- **WHAT THE TASK ASKS**:
Each line below has to be set down again exactly.

== DATA FOR REVIEW ==

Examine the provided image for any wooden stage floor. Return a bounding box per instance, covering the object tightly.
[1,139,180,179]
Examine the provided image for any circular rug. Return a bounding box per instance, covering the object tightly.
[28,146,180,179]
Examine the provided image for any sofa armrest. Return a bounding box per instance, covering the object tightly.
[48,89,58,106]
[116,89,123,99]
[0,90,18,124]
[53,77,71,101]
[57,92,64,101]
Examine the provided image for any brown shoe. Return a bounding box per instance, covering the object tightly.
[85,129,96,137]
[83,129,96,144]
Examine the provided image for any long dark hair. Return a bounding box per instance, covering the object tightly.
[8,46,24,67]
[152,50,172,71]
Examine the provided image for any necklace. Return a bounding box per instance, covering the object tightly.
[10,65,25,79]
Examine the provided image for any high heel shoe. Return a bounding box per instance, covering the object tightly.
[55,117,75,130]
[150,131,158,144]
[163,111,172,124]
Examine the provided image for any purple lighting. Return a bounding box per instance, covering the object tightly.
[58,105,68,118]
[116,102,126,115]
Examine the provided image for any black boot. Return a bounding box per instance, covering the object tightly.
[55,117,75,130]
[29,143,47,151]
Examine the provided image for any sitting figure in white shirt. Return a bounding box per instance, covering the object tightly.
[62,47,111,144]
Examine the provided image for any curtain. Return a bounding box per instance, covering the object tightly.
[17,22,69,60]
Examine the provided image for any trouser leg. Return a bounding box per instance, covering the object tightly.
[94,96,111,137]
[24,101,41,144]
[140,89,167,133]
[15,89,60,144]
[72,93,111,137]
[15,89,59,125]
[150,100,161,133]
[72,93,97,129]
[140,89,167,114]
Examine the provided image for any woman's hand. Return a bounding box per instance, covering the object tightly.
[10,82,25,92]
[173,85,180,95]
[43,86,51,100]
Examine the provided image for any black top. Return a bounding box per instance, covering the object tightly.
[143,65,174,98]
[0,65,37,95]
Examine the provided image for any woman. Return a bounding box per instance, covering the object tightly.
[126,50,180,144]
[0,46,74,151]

===

- **EXERCISE RESPONSE**:
Examine the provided image for any wooden stage floor. Return a bounding box per instance, covering the object tightly.
[1,139,180,179]
Examine the provided image for any circular rug. Return a bounding box per instance, covering the object tightly.
[28,146,180,179]
Examine the provided image for any sofa armrest. Return a bounding box per instance, covering the object tightly.
[48,89,58,106]
[116,89,123,99]
[0,90,18,124]
[53,77,71,101]
[57,92,64,101]
Examine the provided image for any brown shoe. Return a bounding box per instance, covering the object tightly.
[85,129,96,137]
[83,129,96,144]
Examine the provided image for any long dark hair. Return a bounding box per instance, covering the object tightly.
[8,46,24,67]
[152,50,172,71]
Examine the provided image for any necklace. Return a bounding box per instance, covering the object tightly.
[10,65,25,79]
Examine the provided image for any high heel shoe. Return a bounding box per instance, covering the object tightly.
[55,117,75,130]
[150,131,158,144]
[163,111,172,124]
Examine the provided image for any purple lighting. Return a bounding box per instance, covering the object tightly.
[58,105,68,118]
[116,102,126,115]
Examine the provided image for any black boot. Return a bounding box per instance, covering the object tightly.
[55,117,75,130]
[29,143,47,151]
Examine the provided image for any sitting figure in white shirt. Return a bounding box per instance, covering the object tightly.
[62,47,111,144]
Examine the provided image for any curtain. Return a bounding box per instance, covering the object tightly.
[17,22,69,60]
Examine the provided image for any trouser leg. Return a bounding box per instance, covering the object tightly.
[94,96,111,137]
[24,101,41,144]
[140,89,167,133]
[15,89,60,144]
[72,93,111,137]
[15,89,59,125]
[150,100,161,133]
[72,93,97,129]
[140,89,167,114]
Examine the provided image for any woman's hand. Return a bounding box per instance, covering the object tightly.
[10,82,25,92]
[173,85,180,95]
[43,86,51,100]
Examine the provided image for any black top. Return a bounding box per instance, covering the object tightly.
[143,65,174,98]
[0,65,37,95]
Examine the provided image for any woman. Return a bounding box per instance, covering the object tightly.
[126,50,180,144]
[0,46,74,151]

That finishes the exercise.